(Study text begins)

Many a time mutual quarrels perturb the persons who claim to be wise. When this happens, they take recourse to lowly and superficial things and sometimes indulge in dangerous acts which only increase difficulties. When a man is displeased, his eyes become prejudiced. Such eyes do not appreciate the beauty of the peacock, for they only see its ugly feet and claws.
If a slight defect is present, he makes a mountain out of a molehill. And sometimes the internal rancor and jealousy affect him so badly that he does not hesitate in inventing imaginary stories. Islam disapproves of all these manifestations of ill-feeling. In fact, avoiding them has been declared as the most virtuous form of worship.
The Prophet (peace be upon him) said: “Listen, may I not tell you something more important than Salah, fasting, and charity?” The people requested him to do so. He said:
“To keep the mutual relationship on the right footing, because a defect in a mutual relationship is a thing which shaves a thing clean. I do not mean that it shaves the hair, but that it shaves (removes) the religion.” (Al-Tirmidhi)
Satan may not be able to persuade wise men to worship idols, but since he is very keen to misguide and ruin men, he manages to succeed in driving them away from Allah, so much so that these wise men become more indifferent in respecting the rights of Allah than the idolaters themselves! The method the devil uses best for this purpose is that he sows seeds of enmity in the hearts of people. When this enmity develops into a fire that results in open hostility, he enjoys the scene. This fire burns man’s present and future into ashes and totally destroys his relationship and virtues.
The Messenger of Allah (peace be upon him) said: “Satan has been disappointed that he would not be worshipped in the Arabian Peninsula, but he has not been disappointed from kindling the fire of fighting among the people.” (Sahih Muslim)
This happens when wickedness takes roots in the hearts, so people start hating love and brotherhood. When such virtues are destroyed, people revert to cruelty and enmity. They break all relations and ties that Allah has commanded to be upheld and end up spreading corruption on earth.

(Study text ends)
(Extracted entries begins)

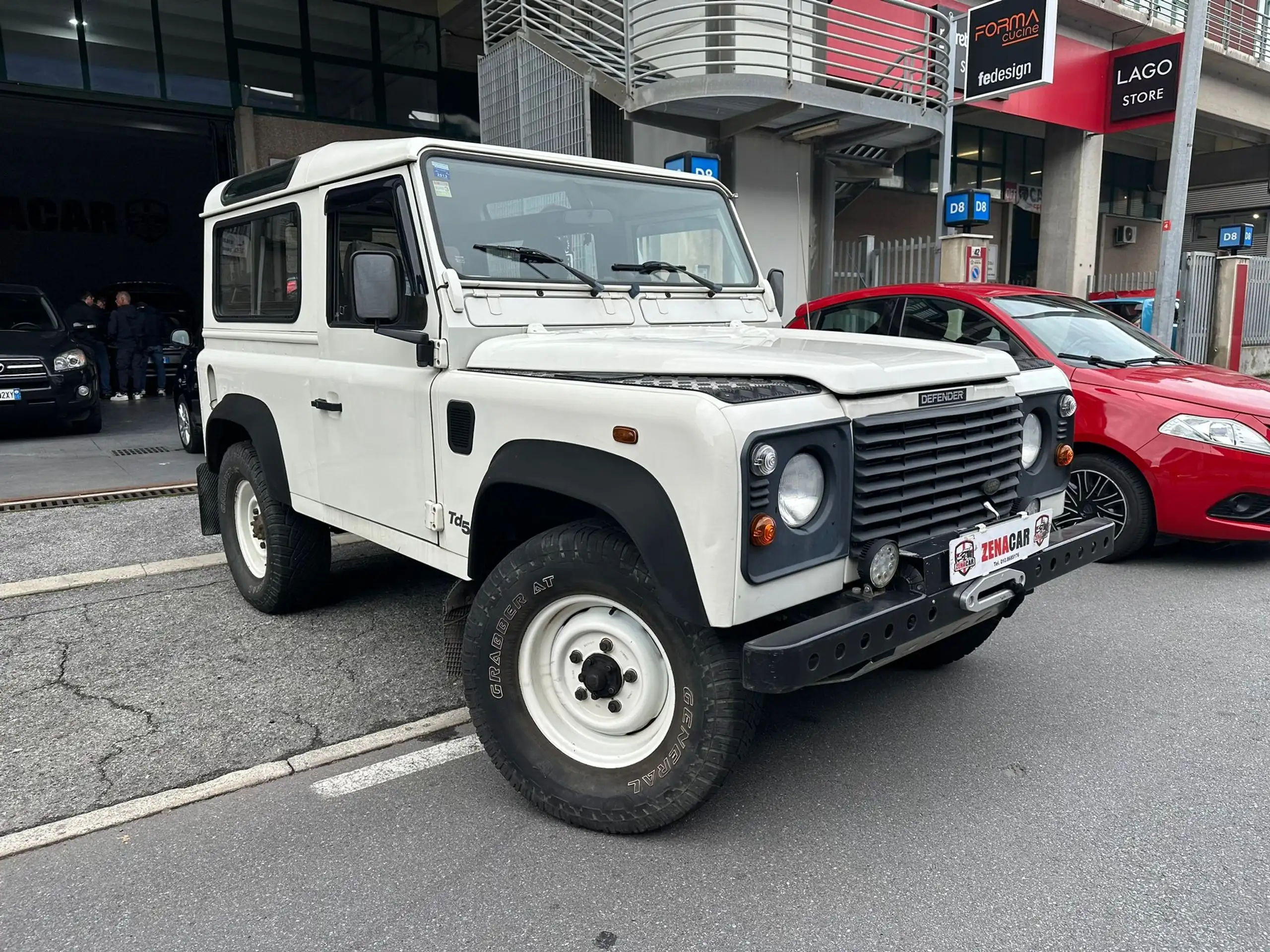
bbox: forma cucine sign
[1107,41,1182,122]
[965,0,1058,102]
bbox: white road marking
[0,533,366,600]
[313,734,481,797]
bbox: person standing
[62,291,111,400]
[105,291,146,401]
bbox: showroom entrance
[0,95,235,310]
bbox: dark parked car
[0,284,102,433]
[94,281,202,392]
[169,331,203,453]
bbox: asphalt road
[0,515,1270,951]
[0,397,203,501]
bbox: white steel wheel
[518,595,676,769]
[234,480,269,579]
[177,400,193,447]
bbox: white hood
[467,325,1018,396]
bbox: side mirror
[351,250,401,324]
[767,268,785,317]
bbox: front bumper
[742,519,1114,694]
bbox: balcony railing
[481,0,950,112]
[1119,0,1270,62]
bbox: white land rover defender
[198,138,1113,832]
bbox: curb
[0,533,366,601]
[0,706,470,859]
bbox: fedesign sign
[1107,41,1182,122]
[965,0,1058,102]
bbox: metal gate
[1177,251,1216,363]
[1243,258,1270,345]
[833,235,940,295]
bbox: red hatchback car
[789,284,1270,560]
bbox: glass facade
[0,0,478,138]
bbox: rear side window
[212,204,300,324]
[812,298,895,334]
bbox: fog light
[749,513,776,546]
[860,538,899,589]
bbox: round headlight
[776,453,824,530]
[749,443,776,476]
[1023,414,1041,470]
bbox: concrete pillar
[1036,123,1102,297]
[940,232,992,284]
[1209,255,1248,371]
[234,105,260,175]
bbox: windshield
[992,295,1179,365]
[0,292,62,330]
[424,157,756,291]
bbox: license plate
[949,509,1054,585]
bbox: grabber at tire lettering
[462,521,762,833]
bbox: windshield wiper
[608,261,723,297]
[1058,354,1129,367]
[472,245,605,297]
[1124,354,1189,367]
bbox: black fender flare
[477,439,710,626]
[203,394,291,505]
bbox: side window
[326,175,428,330]
[212,204,300,322]
[813,298,895,334]
[899,297,1032,357]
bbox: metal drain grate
[111,447,177,456]
[0,482,198,513]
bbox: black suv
[0,284,102,434]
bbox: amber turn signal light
[749,513,776,546]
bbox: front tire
[1058,453,1156,562]
[462,522,762,833]
[216,442,330,614]
[177,394,203,453]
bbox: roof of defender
[200,136,732,218]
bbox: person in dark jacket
[62,291,111,400]
[105,291,146,400]
[137,302,170,396]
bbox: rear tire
[462,522,762,833]
[1059,453,1156,562]
[216,442,330,614]
[899,616,1001,670]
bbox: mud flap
[195,463,221,536]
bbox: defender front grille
[851,397,1023,552]
[0,357,50,390]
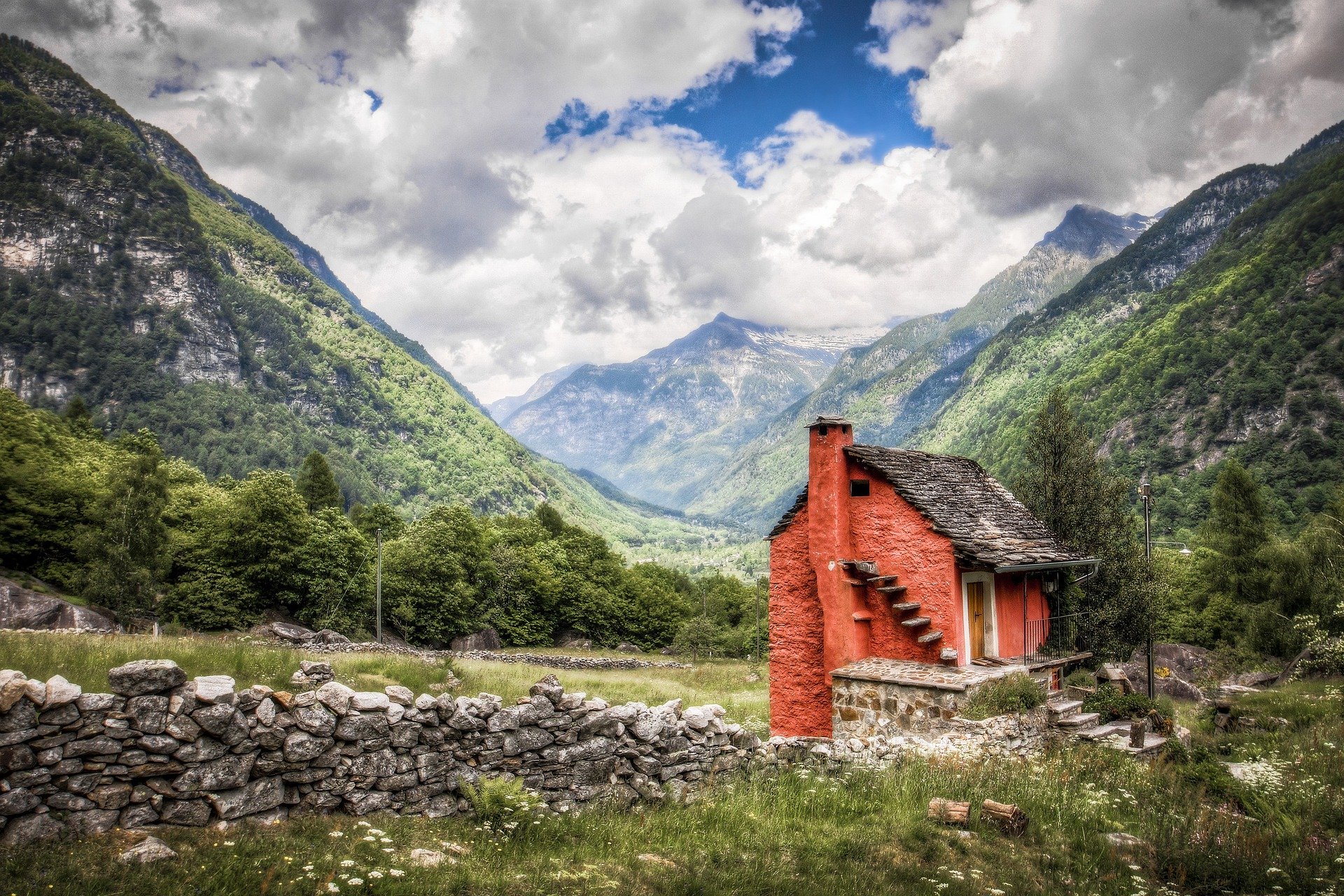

(Extracted entries ends)

#### Directions:
**1.** Rewrite the paragraph beginning "Satan may not be able to persuade wise men" from the passage on mutual quarrels as a short list that keeps its main facts.
**2.** Answer these questions from the passage on mutual quarrels:
(a) What do a displeased man's prejudiced eyes see in the peacock?
(b) Which three things does the Prophet say there is something more important than?
(c) According to the saying quoted from Sahih Muslim, where has Satan been disappointed that he would be worshipped?

#### Answers for the tasks:
**1.**
- Satan may not get wise men to worship idols, but because he is keen to misguide and ruin men, he succeeds in driving them away from Allah.
- These wise men can become more indifferent to the rights of Allah than the idolaters themselves.
- His best method is sowing seeds of enmity in people's hearts.
- When that enmity becomes a fire of open hostility, he enjoys the scene.
- This fire burns man's present and future to ashes and destroys his relationships and virtues.

**2.**
(a) Only its ugly feet and claws.
(b) Salah, fasting, and charity.
(c) In the Arabian Peninsula.